We calculate the loglikelihood score log_L1 for the alternative hypothesis. Because the alternative hypothesis does not specify the value of \(\mu\), we use the maximum likelihood estimate (i.e., the sample average) of \(\mu\) to calculate the loglikelihood score.

mu_hat = mean(x)
log_L1 = sum(log(dnorm(x,mean=mu_hat,sd=1)))

We calculate the LRT statistic and find the pvalue

t = -2*(log_L0 - log_L1)
critical_value = qchisq(0.95,df=1)
pvalue = 1-pchisq(t,df=1)
print(paste("pvalue =",pvalue))

[1] "pvalue = 0.00269938387152102"

Normality test (Sapiro-Wilk test)

Sapiro-Wilk test can be used to test if the real data follow the normal distribution or not. We simulate data from the exponential distribution with rate = 1.

data = rexp(100)

\(H_0:\) the normal distribution and \(H_1:\) not the normal distribution

The Q-Q plot can illustrate if the dataset follows the normal distribution. It is a scatter plot of the sample quantiles generated from data versus the quantiles expected from the normal distribution. If the dataset follows the normal distribution, the points should be close to the straight line.

****************

* BRIEF A *
In the likelihood ratio test excerpt, switch "mu_hat" to "mu_mle" wherever it appears, and write the passage again, beginning at the words "mu_hat = mean(x)" and stopping after "critical_value = qchisq(0.95,df=1)".

****************

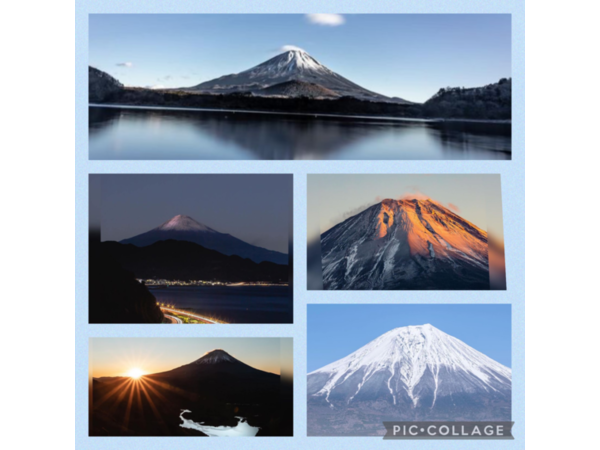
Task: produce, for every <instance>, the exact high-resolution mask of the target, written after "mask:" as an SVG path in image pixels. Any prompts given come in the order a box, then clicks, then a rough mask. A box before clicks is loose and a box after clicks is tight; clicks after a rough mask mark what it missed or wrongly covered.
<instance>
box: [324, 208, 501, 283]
mask: <svg viewBox="0 0 600 450" xmlns="http://www.w3.org/2000/svg"><path fill="white" fill-rule="evenodd" d="M321 265H322V269H323V286H324V288H325V289H356V290H360V289H363V290H369V289H402V290H404V289H414V290H426V289H443V290H448V289H460V290H472V289H481V290H485V289H489V288H490V280H489V267H488V237H487V233H486V232H485V231H484V230H482V229H480V228H478V227H477V226H475V225H474V224H472V223H471V222H469V221H467V220H465V219H463V218H462V217H460V216H459V215H457V214H455V213H453V212H452V211H450V210H449V209H447V208H445V207H444V206H442V205H441V204H440V203H438V202H436V201H433V200H430V199H427V200H417V199H411V200H392V199H386V200H383V201H382V202H381V203H378V204H376V205H373V206H371V207H369V208H367V209H366V210H365V211H363V212H361V213H359V214H357V215H355V216H353V217H350V218H349V219H347V220H345V221H344V222H342V223H339V224H338V225H336V226H334V227H332V228H331V229H329V230H327V231H326V232H325V233H323V234H322V235H321Z"/></svg>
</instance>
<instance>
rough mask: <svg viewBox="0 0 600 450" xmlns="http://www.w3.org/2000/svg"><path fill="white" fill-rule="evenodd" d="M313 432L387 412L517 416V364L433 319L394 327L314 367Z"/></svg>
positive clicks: (376, 433) (320, 433) (323, 429)
mask: <svg viewBox="0 0 600 450" xmlns="http://www.w3.org/2000/svg"><path fill="white" fill-rule="evenodd" d="M307 395H308V417H309V434H311V435H319V434H345V432H348V433H350V434H353V433H354V432H355V431H356V430H357V429H359V430H360V429H362V430H363V431H365V434H371V433H373V434H379V433H381V432H382V431H384V430H382V428H383V425H382V422H383V420H451V421H459V420H499V421H500V420H510V417H511V370H510V369H509V368H508V367H506V366H504V365H502V364H500V363H498V362H496V361H494V360H493V359H491V358H489V357H487V356H486V355H484V354H483V353H480V352H478V351H477V350H475V349H473V348H472V347H470V346H468V345H467V344H465V343H464V342H462V341H460V340H458V339H456V338H454V337H452V336H450V335H448V334H446V333H444V332H442V331H440V330H439V329H437V328H435V327H433V326H432V325H429V324H427V325H420V326H408V327H402V328H396V329H394V330H391V331H389V332H387V333H385V334H383V335H381V336H380V337H378V338H377V339H375V340H374V341H372V342H370V343H368V344H367V345H365V346H364V347H362V348H360V349H358V350H357V351H355V352H354V353H352V354H350V355H348V356H346V357H345V358H342V359H340V360H339V361H335V362H333V363H331V364H329V365H327V366H325V367H323V368H321V369H319V370H316V371H314V372H311V373H309V374H308V386H307Z"/></svg>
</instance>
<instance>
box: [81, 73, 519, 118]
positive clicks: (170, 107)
mask: <svg viewBox="0 0 600 450" xmlns="http://www.w3.org/2000/svg"><path fill="white" fill-rule="evenodd" d="M90 70H92V68H90ZM94 70H96V69H94ZM104 75H105V76H106V77H109V78H111V79H113V80H114V78H112V77H110V75H108V74H104ZM94 79H98V77H95V78H93V77H92V76H90V97H89V101H90V103H106V104H118V105H129V106H150V107H167V108H201V109H222V110H246V111H265V112H278V113H294V114H297V113H305V114H339V115H348V116H356V115H364V116H382V117H406V118H431V119H436V118H445V119H476V120H510V119H511V80H510V79H502V80H500V81H499V82H498V83H494V84H490V85H487V86H484V87H478V88H468V89H464V88H442V89H440V90H439V91H438V93H436V94H435V95H434V96H433V97H432V98H430V99H429V100H427V101H426V102H425V103H424V104H419V103H409V102H406V101H404V100H402V99H397V98H388V99H387V100H386V101H383V100H382V101H379V100H377V98H378V97H376V96H375V97H371V98H368V97H360V96H358V97H357V96H351V95H346V94H344V93H343V91H340V92H336V91H333V90H332V89H329V88H327V87H326V86H323V85H321V84H318V83H311V82H307V81H304V80H287V81H284V82H281V83H278V84H273V85H271V86H267V87H261V88H260V89H256V90H255V91H253V92H250V91H236V90H232V89H229V90H225V91H219V90H213V91H210V92H208V91H202V90H198V91H193V90H189V89H184V90H181V89H162V90H153V89H146V88H132V87H125V88H122V86H121V88H118V86H117V87H115V86H111V87H109V88H108V89H102V90H98V89H97V87H96V85H93V84H92V82H93V80H94ZM100 79H101V80H103V78H100ZM115 81H116V80H115ZM117 83H118V82H117ZM119 84H120V83H119ZM100 86H103V84H100ZM97 92H101V93H105V92H106V94H103V95H102V96H98V95H97ZM332 93H333V94H336V95H332Z"/></svg>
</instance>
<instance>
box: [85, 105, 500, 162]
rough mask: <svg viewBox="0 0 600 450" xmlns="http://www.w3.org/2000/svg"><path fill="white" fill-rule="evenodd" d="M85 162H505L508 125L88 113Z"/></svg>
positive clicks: (200, 113) (91, 108)
mask: <svg viewBox="0 0 600 450" xmlns="http://www.w3.org/2000/svg"><path fill="white" fill-rule="evenodd" d="M89 112H90V115H89V127H90V128H89V130H90V134H89V137H90V159H132V160H135V159H149V160H151V159H159V160H165V159H170V160H177V159H183V160H186V159H188V160H189V159H200V160H202V159H218V160H227V159H268V160H272V159H355V160H365V159H372V160H378V159H381V160H390V159H510V151H511V125H510V124H508V123H481V122H435V123H434V122H423V121H387V120H377V119H374V120H373V119H364V118H351V119H349V118H339V117H324V116H319V117H312V116H309V117H307V116H294V115H280V114H255V113H244V112H230V111H178V110H164V109H121V108H102V107H90V109H89Z"/></svg>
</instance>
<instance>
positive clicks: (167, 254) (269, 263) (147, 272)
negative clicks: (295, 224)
mask: <svg viewBox="0 0 600 450" xmlns="http://www.w3.org/2000/svg"><path fill="white" fill-rule="evenodd" d="M101 246H102V251H103V252H104V253H105V254H106V255H107V256H110V258H112V259H114V260H115V261H118V263H119V264H120V265H122V266H123V267H124V268H125V269H127V270H130V271H131V272H133V273H134V274H135V276H136V278H142V279H150V278H154V279H167V280H207V281H210V280H215V281H224V282H243V281H246V282H258V281H262V282H271V283H282V282H284V283H287V282H288V266H284V265H280V264H274V263H272V262H267V261H263V262H261V263H255V262H254V261H252V260H250V259H247V258H241V257H239V256H237V255H231V256H227V255H224V254H222V253H219V252H217V251H215V250H210V249H207V248H205V247H203V246H201V245H198V244H195V243H193V242H189V241H176V240H172V239H169V240H166V241H158V242H155V243H153V244H151V245H147V246H145V247H136V246H135V245H132V244H121V243H118V242H114V241H108V242H103V243H102V244H101Z"/></svg>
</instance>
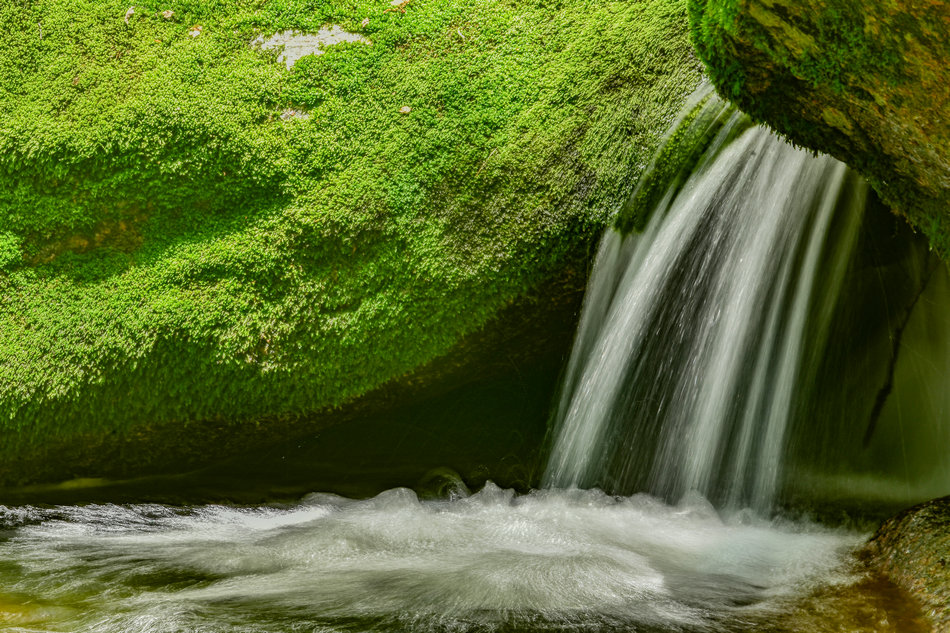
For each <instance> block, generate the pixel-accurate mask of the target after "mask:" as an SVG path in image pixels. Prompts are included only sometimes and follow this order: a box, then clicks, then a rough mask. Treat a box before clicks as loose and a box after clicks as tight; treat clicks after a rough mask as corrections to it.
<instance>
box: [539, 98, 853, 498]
mask: <svg viewBox="0 0 950 633" xmlns="http://www.w3.org/2000/svg"><path fill="white" fill-rule="evenodd" d="M684 139H703V140H702V144H703V146H704V147H705V151H704V152H703V153H701V154H700V155H698V156H696V157H695V160H693V161H692V162H689V161H687V163H686V164H685V165H682V166H681V169H679V171H678V173H677V174H676V175H675V176H673V177H670V172H671V167H674V166H675V165H672V163H671V161H672V160H673V159H672V158H671V157H675V156H682V155H684V154H689V153H690V152H691V151H693V150H694V149H695V148H691V147H689V146H688V145H687V146H686V147H685V149H684V147H683V145H684V143H687V144H688V143H689V142H690V141H689V140H684ZM677 143H678V144H679V146H677V145H676V144H677ZM673 171H676V170H675V169H673ZM651 178H652V180H651ZM658 178H659V179H663V178H665V180H661V182H662V183H665V185H666V186H664V187H661V188H660V189H659V190H658V192H659V195H654V196H653V198H655V201H654V202H651V207H652V208H651V210H650V216H649V219H648V221H647V222H646V224H645V227H644V228H643V230H642V231H641V232H631V233H629V234H627V235H622V234H621V232H619V231H617V230H610V231H608V232H607V234H606V235H605V236H604V238H603V241H602V243H601V246H600V249H599V252H598V254H597V257H596V261H595V265H594V271H593V274H592V277H591V281H590V284H589V288H588V294H587V297H586V299H585V305H584V308H583V312H582V317H581V323H580V327H579V330H578V334H577V338H576V340H575V344H574V348H573V351H572V355H571V358H570V361H569V364H568V368H567V371H566V377H565V379H564V383H563V387H562V395H561V398H560V402H559V404H558V407H557V411H556V414H555V420H554V426H553V429H554V436H553V437H554V439H553V444H552V447H551V454H550V457H549V462H548V466H547V470H546V472H545V475H544V484H545V485H546V486H550V487H581V488H589V487H595V486H597V487H601V488H603V489H605V490H608V491H610V492H615V493H623V494H629V493H632V492H635V491H641V490H642V491H648V492H651V493H653V494H656V495H660V496H663V497H665V498H668V499H676V498H679V497H681V496H682V495H683V494H685V493H687V492H690V491H698V492H699V493H701V494H702V495H704V496H705V497H707V498H709V499H711V500H713V501H714V502H716V503H718V504H720V505H726V506H733V507H740V506H742V507H744V506H751V507H752V508H754V509H756V510H759V511H763V512H766V511H768V510H769V509H770V508H771V507H772V505H773V503H774V501H775V498H776V494H777V491H778V489H779V485H780V480H781V475H782V469H783V458H784V455H785V453H786V443H787V441H788V429H789V425H790V422H791V421H792V419H793V418H794V416H795V415H796V411H797V406H798V402H799V399H800V396H801V392H802V390H803V389H805V388H806V386H807V384H808V381H809V378H810V377H812V376H813V374H814V371H815V365H816V362H817V359H819V358H820V356H821V353H822V347H823V344H824V342H825V339H826V338H827V332H828V323H829V320H830V318H831V309H830V308H829V306H833V305H834V302H835V298H836V296H837V293H838V292H839V290H840V287H841V284H842V280H843V278H844V276H845V271H846V269H847V264H848V261H849V257H850V253H851V251H852V249H853V246H854V244H855V242H856V237H857V235H858V230H859V227H860V225H861V219H862V214H863V210H864V206H865V199H866V197H867V185H866V184H865V183H864V182H863V180H862V179H860V178H858V177H857V176H855V175H854V174H853V173H851V172H849V170H848V169H847V168H846V167H845V166H844V165H843V164H842V163H839V162H837V161H835V160H834V159H831V158H829V157H823V156H817V157H816V156H813V155H812V154H810V153H808V152H806V151H802V150H799V149H796V148H794V147H792V146H790V145H788V144H787V143H785V142H783V141H782V140H780V139H779V138H777V137H776V136H774V135H773V134H772V133H770V132H769V131H768V130H767V129H765V128H762V127H754V126H752V125H751V124H750V122H749V121H748V119H747V118H746V117H745V116H744V115H742V114H741V113H739V112H737V111H736V110H735V109H734V108H733V107H732V106H730V105H729V104H726V103H724V102H722V101H720V100H719V99H718V98H716V97H715V95H713V94H712V93H711V91H710V90H709V88H703V89H701V91H700V92H699V93H698V94H697V95H696V97H694V99H693V100H692V101H691V103H690V104H689V107H688V109H687V111H686V113H685V114H684V116H683V117H682V118H681V119H680V121H678V122H677V124H676V125H675V126H674V127H673V128H672V129H671V131H670V133H669V134H668V137H667V139H666V141H665V145H664V147H663V148H662V149H661V150H660V152H659V153H658V155H657V157H656V158H655V160H654V164H653V165H652V166H651V167H650V169H649V170H648V172H647V173H646V175H645V176H644V178H643V179H641V185H640V189H638V192H637V193H636V194H635V195H634V198H637V197H638V196H639V197H640V198H644V197H649V196H644V195H643V193H644V187H645V186H647V185H645V184H644V183H652V185H650V186H655V182H654V181H656V180H657V179H658ZM641 211H642V210H641Z"/></svg>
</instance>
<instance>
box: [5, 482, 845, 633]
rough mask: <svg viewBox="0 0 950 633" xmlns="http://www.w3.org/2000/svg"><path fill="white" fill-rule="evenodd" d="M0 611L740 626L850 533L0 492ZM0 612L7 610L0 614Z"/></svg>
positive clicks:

****************

* BRIEF B *
Pick out every line of the listing that contains the string "tight", and copy each of those lines.

* EXERCISE ANSWER A *
mu_mle = mean(x)
log_L1 = sum(log(dnorm(x,mean=mu_mle,sd=1)))

We calculate the LRT statistic and find the pvalue

t = -2*(log_L0 - log_L1)
critical_value = qchisq(0.95,df=1)

* EXERCISE ANSWER B *
Task: produce, for every <instance>, the exact high-resolution mask of the target, written after "mask:" as an SVG path in image pixels. Any prompts given come in the order a box, then clicks, then a rough mask. A box before clicks is loose and a box after clicks is tight; clicks after a rough mask mark what it missed or wrongly covered.
For each <instance> block, generate the pixel-accurate mask of the target after "mask:" as an SVG path in image pixels. Prompts are included only sometimes and follow this order: a box, then clicks, then a rough mask. Treat a box before clicks as loose and a box after clicks as tight; treat clicks after a rough mask as corrections to it.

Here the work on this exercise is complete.